**THE PROBLEM:**
Write out each line of the material below once more, exactly as it appears.

**DATASET ENTRIES:**
___

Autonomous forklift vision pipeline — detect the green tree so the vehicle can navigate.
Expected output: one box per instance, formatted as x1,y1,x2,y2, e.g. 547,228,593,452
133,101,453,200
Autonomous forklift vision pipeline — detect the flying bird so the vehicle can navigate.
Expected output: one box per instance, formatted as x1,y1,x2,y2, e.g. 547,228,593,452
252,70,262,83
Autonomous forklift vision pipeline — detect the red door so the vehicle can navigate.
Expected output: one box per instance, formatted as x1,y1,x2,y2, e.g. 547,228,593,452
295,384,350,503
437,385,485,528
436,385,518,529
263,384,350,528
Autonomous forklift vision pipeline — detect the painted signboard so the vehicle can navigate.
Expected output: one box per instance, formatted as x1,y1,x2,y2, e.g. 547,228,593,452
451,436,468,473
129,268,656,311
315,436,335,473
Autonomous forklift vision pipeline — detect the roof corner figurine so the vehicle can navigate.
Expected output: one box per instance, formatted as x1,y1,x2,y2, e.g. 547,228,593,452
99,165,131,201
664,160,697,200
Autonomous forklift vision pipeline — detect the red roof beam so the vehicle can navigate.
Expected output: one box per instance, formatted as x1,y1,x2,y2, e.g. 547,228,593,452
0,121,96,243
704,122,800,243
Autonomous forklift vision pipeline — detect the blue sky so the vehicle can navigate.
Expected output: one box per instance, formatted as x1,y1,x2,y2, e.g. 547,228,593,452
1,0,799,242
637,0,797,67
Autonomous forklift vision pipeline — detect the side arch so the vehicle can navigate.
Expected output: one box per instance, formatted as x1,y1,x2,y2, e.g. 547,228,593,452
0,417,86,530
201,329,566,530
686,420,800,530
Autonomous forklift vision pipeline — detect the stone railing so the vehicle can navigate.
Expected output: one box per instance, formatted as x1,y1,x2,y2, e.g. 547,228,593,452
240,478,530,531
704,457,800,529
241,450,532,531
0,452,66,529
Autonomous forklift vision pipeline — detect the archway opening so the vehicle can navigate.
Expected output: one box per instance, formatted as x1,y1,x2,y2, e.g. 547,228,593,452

___

**OUTPUT OF THE EXERCISE:**
Autonomous forklift vision pipeline — detect the green tree so the vehicle can navigate.
Expected output: one box per instance, formatted as x1,y1,x2,y2, e.g. 547,228,593,452
133,101,453,200
Autonomous forklift vision pipeline — detect the flying bird so the vehicle can navigate.
Expected output: one box per instance, formatted as x1,y1,x2,y2, e.g. 547,228,593,452
252,70,262,83
Autonomous forklift vision pipeline — detect the red door so the vehicle can navigate.
Expected output: one box per instance, formatted as x1,y1,x2,y2, e.g. 547,228,593,452
295,384,350,503
437,385,485,528
436,385,518,529
263,384,350,528
Autonomous forklift vision pipeline — detect the painted signboard so the vehicle can navigate.
Expected output: one box per instance, formatted as x1,y1,x2,y2, e.g. 547,228,593,452
451,436,468,473
129,268,656,311
315,436,335,473
Autonomous forklift vision pipeline — detect the roof corner figurine so the vehicle can navigate.
Expected output: one box per instance, formatted as x1,y1,x2,y2, e.g. 547,228,593,452
99,165,131,201
664,160,697,200
Autonomous forklift vision pipeline — detect the red roof beam so the vehicle can navigate.
Expected output: one box per instance, formatted as x1,y1,x2,y2, e.g. 547,228,593,452
0,121,96,243
704,122,800,243
Autonomous forklift vision pipeline — detect the blue sky so the vehicle can navigate.
Expected output: one box per instance, formatted as x1,y1,x2,y2, e.g. 547,228,593,452
1,0,799,242
637,0,797,67
Autonomous forklift vision pipeline — detect the side arch so the vehicle can navigate.
Expected output: one box per instance, formatted as x1,y1,x2,y2, e.g. 547,228,593,452
0,417,86,530
201,329,566,530
686,420,800,530
Autonomous forklift vision pipeline — detect the stone railing so the vehicle can navigate.
Expected output: one box per instance, formatted as x1,y1,x2,y2, e.g. 547,228,593,452
240,478,530,531
704,457,800,529
241,450,532,531
0,452,66,529
Autonomous forklift vision pipeline — detect the archway opening so the vehicle can navigate.
Expected output: one box per instance, formatted as x1,y1,x2,y2, e.g. 547,228,593,452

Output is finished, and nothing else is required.